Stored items
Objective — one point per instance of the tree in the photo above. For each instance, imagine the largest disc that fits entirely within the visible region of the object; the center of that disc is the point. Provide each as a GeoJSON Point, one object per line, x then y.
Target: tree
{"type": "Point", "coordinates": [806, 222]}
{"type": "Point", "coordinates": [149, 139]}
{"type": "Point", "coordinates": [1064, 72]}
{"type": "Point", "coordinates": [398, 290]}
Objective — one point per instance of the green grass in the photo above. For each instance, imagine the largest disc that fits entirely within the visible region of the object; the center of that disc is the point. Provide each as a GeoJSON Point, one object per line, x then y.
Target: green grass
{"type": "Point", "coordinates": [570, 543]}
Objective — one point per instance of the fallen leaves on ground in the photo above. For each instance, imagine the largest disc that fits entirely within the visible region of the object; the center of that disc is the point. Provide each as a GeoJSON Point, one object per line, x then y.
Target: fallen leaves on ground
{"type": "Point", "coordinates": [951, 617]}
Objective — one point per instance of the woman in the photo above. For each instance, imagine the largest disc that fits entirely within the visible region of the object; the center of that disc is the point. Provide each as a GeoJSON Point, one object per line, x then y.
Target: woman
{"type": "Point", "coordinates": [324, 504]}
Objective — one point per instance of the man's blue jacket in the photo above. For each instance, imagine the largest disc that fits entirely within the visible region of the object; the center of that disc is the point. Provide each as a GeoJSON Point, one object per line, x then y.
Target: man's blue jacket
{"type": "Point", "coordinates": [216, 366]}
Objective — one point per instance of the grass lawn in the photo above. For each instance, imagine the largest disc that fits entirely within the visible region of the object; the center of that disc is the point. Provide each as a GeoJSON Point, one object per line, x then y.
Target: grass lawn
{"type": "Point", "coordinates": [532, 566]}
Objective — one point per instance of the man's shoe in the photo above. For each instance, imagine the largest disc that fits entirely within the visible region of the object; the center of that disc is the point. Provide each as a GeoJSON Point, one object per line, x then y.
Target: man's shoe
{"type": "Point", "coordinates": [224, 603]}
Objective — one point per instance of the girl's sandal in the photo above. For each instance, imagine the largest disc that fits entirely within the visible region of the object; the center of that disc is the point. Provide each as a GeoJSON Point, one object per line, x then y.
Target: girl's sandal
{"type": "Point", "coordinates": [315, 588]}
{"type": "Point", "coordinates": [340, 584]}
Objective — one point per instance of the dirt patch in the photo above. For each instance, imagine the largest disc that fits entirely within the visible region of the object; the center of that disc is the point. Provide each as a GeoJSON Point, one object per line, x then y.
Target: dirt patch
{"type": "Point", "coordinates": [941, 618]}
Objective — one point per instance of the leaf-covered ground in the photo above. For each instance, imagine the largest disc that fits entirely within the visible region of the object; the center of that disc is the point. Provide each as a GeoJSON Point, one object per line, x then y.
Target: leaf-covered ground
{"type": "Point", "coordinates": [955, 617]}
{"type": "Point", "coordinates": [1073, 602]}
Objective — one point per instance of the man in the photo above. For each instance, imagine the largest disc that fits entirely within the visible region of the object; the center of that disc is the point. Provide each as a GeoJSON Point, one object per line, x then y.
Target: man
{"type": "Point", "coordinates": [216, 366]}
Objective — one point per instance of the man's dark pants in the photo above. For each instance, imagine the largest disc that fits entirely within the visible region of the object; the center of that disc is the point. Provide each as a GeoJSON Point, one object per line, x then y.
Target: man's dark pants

▶ **Exercise prompt**
Repeat every line of the listing above word for word, changing nothing.

▶ **Solution for this task**
Objective — one point per instance of the tree in the photo above. For each instance, imagine the largest disc that fits entirely within the visible region of the object; the center of that disc is the point. Provide each as a GeoJSON Point, one object per line, x then y.
Target: tree
{"type": "Point", "coordinates": [806, 222]}
{"type": "Point", "coordinates": [149, 139]}
{"type": "Point", "coordinates": [1064, 72]}
{"type": "Point", "coordinates": [398, 290]}
Objective — one point per instance of the green grass in the photo above. For each instance, imagine the largest disc that fits entirely within the visible region of the object; the center of that disc is the point. Provide each as a GeoJSON Point, one object per line, x then y.
Target: green grass
{"type": "Point", "coordinates": [570, 543]}
Objective — one point per instance of the fallen leaves on ground in the photo above. For each instance, imagine the largest disc that fits entirely within the visible region of the object; the center of that disc is the point. Provide each as a GeoJSON Point, one object per line, x then y.
Target: fallen leaves on ground
{"type": "Point", "coordinates": [951, 617]}
Objective — one point per instance of the woman in the photo above. For each instance, imagine the largest disc that fits entirely within the visible region of the object; the center of that disc is the point. Provide each as a GeoJSON Point, one object per line, x then y.
Target: woman
{"type": "Point", "coordinates": [324, 504]}
Objective — one point per instance of the man's blue jacket in the photo above. For each instance, imagine the largest disc that fits entirely within the visible region of the object; the center of that disc is the point. Provide each as a GeoJSON Point, one object per line, x then y.
Target: man's blue jacket
{"type": "Point", "coordinates": [216, 366]}
Objective — one point per instance of the grass lawn in the photo above. For each instance, imagine the largest disc that fits entirely within the visible region of the object; the center of that disc is the point. Provide each as a GeoJSON Point, one object per line, x then y.
Target: grass lawn
{"type": "Point", "coordinates": [532, 566]}
Objective — one point per instance of the man's shoe in the photo above. For each instance, imagine the largest disc that fits entirely within the visible region of the object; the center of that disc is the point. Provide each as a GeoJSON Point, one object per line, x then y.
Target: man's shoe
{"type": "Point", "coordinates": [224, 603]}
Objective — one point per instance of the girl's sandal in the photo above. For each instance, imagine the largest disc that fits entirely within the visible region of the object; the center of that disc is the point. Provide each as a GeoJSON Point, one object per line, x then y.
Target: girl's sandal
{"type": "Point", "coordinates": [315, 588]}
{"type": "Point", "coordinates": [340, 584]}
Objective — one point per instance of the dirt patch in the photo above. For each instance, imagine the largest disc that fits entirely within the visible region of the object; the center of that disc is the point. Provide each as a GeoJSON Point, one object per line, x then y.
Target: dirt patch
{"type": "Point", "coordinates": [941, 618]}
Objective — one point per instance of the leaf-covered ground in the photo above. For each instance, imagine the largest disc that fits entirely within the visible region of the object; the center of that disc is the point. Provide each as a GeoJSON Point, one object per line, x then y.
Target: leaf-covered ground
{"type": "Point", "coordinates": [955, 617]}
{"type": "Point", "coordinates": [1073, 602]}
Objective — one point per instance of the man in the photo above. For each instance, imagine the largest disc that fits entirely within the visible region of the object; the center of that disc is the point. Provide each as a GeoJSON Point, one object per line, x then y.
Target: man
{"type": "Point", "coordinates": [216, 366]}
Objective — one point per instance of the man's dark pants in the photo above. For each instance, imagine the largest disc that fits entirely within the visible region of the object; the center of that disc is the point. Provide each as a GeoJSON Point, one object per line, x then y.
Target: man's dark pants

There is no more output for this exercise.